Task description =>
Skip the pictures. Copy all the rest of the records down exactly.

**** Raw records ****

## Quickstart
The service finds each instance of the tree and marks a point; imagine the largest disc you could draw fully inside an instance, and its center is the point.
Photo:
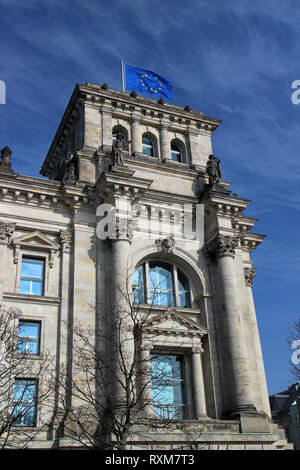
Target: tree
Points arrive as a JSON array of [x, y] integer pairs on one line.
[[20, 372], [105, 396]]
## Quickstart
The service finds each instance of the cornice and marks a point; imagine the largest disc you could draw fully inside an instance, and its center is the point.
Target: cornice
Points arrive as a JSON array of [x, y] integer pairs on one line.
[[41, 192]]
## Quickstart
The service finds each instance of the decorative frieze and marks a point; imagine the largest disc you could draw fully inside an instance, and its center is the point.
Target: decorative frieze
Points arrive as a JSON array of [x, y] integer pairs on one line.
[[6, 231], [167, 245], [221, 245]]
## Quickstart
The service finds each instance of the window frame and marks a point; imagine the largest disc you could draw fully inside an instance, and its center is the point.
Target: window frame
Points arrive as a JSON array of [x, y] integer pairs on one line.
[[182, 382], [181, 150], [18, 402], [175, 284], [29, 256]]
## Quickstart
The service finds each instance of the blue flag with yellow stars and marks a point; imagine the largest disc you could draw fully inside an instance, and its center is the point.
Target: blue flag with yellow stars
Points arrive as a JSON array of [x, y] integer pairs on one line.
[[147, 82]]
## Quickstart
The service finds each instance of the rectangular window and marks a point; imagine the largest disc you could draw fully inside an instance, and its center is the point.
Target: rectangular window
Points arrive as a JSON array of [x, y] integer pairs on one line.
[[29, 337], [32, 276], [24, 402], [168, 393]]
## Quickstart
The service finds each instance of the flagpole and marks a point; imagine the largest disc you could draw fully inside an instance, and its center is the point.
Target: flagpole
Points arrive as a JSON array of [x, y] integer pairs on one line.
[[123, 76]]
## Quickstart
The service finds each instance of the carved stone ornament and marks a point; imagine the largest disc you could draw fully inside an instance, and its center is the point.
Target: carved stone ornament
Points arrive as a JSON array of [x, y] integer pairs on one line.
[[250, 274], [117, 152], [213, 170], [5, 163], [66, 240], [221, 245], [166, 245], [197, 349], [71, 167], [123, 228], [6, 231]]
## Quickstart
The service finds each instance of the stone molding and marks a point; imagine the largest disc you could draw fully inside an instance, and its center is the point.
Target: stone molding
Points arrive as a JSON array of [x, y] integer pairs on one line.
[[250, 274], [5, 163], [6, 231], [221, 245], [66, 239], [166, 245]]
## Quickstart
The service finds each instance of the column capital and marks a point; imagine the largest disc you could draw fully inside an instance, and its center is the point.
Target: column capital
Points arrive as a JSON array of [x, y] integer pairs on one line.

****

Expected answer =>
## Quickstart
The service finds each instance of the tree and marks a point; imagine the largest disc you could draw fully inside an instance, and its center is the point.
Photo:
Target: tree
Points arrive as a JSON array of [x, y] integer pairs on one line.
[[20, 372], [105, 396]]
## Quickstart
The service finds each instance of the cornice and marks a point; imagine the largest disc you could draw fully inside an instance, and its center is the point.
Target: cornice
Points arrive as a JSON array of [x, y] integer pairs on one line.
[[41, 192]]
## Quickstart
The service finds each instance of the decorative frieze and marks a point; imagine the largest disc you could draw fully inside an instance, and its center is the point.
Target: decorative frieze
Points arrive as a JSON array of [x, y] integer pairs on one line.
[[6, 231], [167, 245], [221, 245]]
## Quickstart
The service finds each instance of the window frame and marks a point; imagine the largest disc you could draw fully inside an instance, and its center is the point.
Target: window frame
Points arrive as a JSON array of [x, y] integer pairs on one line.
[[182, 382], [181, 150], [18, 402], [175, 284], [29, 256]]
## Quickstart
The service finds each instance of the blue flag with yellow stars and marks a point; imagine the largest disc you could draw fully inside an instance, and its center is the point.
Target: blue flag with yellow stars
Points arrive as a JSON array of [x, y] integer pairs on one line.
[[147, 82]]
## Quickstart
The service finds each instance of the rectangular window and marks a point; imagine the largest disc you could draw fully inside an instance, and its center is the point.
Target: rectangular window
Points arrive as a JSON array of [x, y] integer pairs on one line.
[[29, 337], [32, 276], [24, 402], [168, 393]]
## Quickstart
The service finds each instance of the flagpole and marks a point; imagine the largest disc you could draw fully inside an instance, and its center is the point.
Target: flagpole
Points arrive as a JSON array of [x, y] integer pairs on one line.
[[123, 76]]
## Quickstart
The service finds each instance of the carved stone ornament and marks a point; imagine the largest disc you could draw fully inside an instance, and its center is the point.
Target: carved stone ornament
Points arrive as a JSON array of [x, y] integer pairs on one line.
[[250, 274], [117, 152], [213, 170], [5, 163], [66, 240], [221, 245], [166, 245], [197, 349], [71, 167], [123, 228], [6, 231]]
## Quickstart
The service finds each instance of the stone molding and marks a point; imagine the largest disc you could draw fully inside an instance, and its center is the point.
Target: stone molding
Points arrive as a JSON array of [x, y] integer pairs on one line.
[[250, 274], [5, 163], [6, 231], [221, 245], [66, 239], [166, 245]]
## Quickstart
The service finds each instance of the column capital and marks a point; imagine the largest disc you could draw fully inside an instance, and its center is the point.
Target: column capital
Points arrive as a JSON array of [x, y] integer pairs on one line.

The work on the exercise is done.